======== DATASET
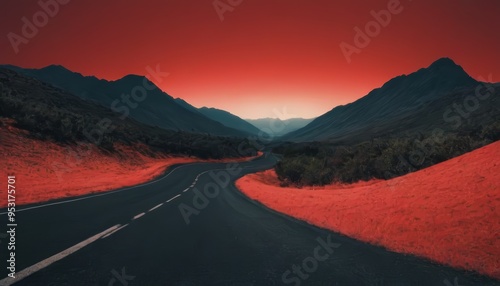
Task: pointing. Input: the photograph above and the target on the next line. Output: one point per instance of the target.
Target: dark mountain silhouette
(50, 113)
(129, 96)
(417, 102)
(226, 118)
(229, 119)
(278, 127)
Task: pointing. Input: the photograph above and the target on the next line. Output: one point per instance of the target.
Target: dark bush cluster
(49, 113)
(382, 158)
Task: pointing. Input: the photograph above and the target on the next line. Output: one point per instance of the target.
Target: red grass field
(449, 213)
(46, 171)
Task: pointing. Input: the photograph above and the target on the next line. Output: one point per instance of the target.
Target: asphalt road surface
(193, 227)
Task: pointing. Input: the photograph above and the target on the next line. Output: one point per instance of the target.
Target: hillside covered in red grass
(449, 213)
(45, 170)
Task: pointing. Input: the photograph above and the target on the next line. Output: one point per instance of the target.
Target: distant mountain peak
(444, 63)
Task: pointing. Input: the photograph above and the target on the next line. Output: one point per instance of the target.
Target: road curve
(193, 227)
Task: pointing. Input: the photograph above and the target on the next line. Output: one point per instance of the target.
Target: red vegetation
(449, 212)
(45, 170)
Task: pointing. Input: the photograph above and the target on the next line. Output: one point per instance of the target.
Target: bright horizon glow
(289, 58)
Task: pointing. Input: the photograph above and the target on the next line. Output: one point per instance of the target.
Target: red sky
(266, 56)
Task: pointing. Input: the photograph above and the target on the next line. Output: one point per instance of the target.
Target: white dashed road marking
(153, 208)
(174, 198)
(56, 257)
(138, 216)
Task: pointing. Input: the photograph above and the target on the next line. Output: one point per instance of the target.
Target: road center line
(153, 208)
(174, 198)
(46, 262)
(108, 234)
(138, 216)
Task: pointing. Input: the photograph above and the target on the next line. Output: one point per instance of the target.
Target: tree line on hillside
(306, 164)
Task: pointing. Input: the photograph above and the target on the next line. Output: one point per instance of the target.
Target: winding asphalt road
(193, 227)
================
======== DATASET
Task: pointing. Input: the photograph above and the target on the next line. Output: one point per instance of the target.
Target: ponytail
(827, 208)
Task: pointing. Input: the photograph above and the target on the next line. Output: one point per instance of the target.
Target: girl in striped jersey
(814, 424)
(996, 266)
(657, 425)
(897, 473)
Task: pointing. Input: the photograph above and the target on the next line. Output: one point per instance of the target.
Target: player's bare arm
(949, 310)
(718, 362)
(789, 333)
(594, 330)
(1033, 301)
================
======== DATASET
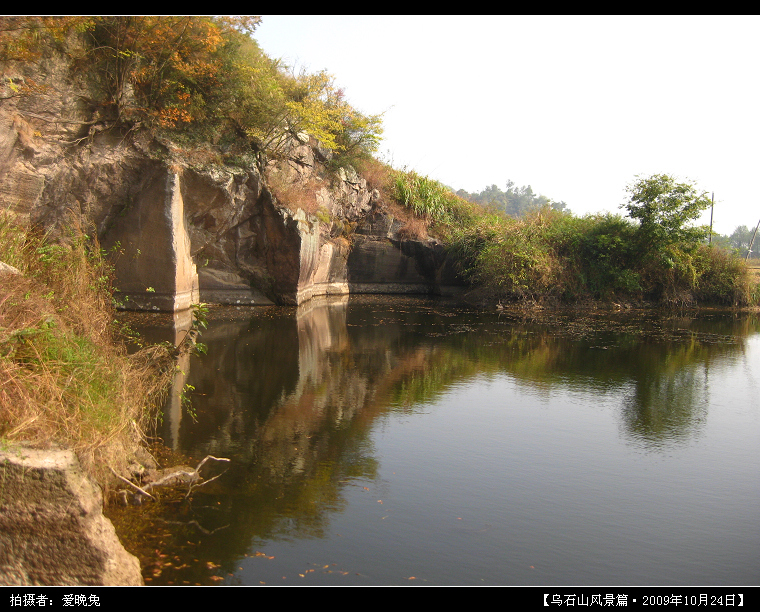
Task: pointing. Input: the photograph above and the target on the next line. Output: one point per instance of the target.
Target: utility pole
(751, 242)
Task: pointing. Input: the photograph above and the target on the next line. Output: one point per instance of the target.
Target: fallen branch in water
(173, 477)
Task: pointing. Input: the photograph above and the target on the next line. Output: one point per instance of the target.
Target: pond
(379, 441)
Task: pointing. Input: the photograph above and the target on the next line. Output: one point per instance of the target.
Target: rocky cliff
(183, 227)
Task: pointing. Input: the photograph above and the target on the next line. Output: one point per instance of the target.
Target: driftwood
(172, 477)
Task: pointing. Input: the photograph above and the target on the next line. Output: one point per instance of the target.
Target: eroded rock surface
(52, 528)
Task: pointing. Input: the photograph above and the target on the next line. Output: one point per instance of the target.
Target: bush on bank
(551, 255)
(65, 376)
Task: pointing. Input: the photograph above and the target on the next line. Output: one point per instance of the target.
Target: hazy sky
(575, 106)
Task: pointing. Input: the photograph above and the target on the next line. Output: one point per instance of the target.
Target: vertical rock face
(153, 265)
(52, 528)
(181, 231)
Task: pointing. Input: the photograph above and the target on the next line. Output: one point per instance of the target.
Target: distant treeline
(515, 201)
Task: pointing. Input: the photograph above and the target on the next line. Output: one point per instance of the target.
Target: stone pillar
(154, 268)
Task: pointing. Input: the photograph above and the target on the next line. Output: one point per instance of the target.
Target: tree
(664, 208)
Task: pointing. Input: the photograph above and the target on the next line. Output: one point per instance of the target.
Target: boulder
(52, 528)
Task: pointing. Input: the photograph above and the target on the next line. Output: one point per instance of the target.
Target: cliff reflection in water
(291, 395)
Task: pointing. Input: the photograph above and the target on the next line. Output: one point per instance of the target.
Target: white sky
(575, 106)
================
**SET PROBLEM:** Collect every line from the material above that contains the word "surface".

**WRITTEN ANSWER:**
Target: asphalt road surface
Target: eroded rock surface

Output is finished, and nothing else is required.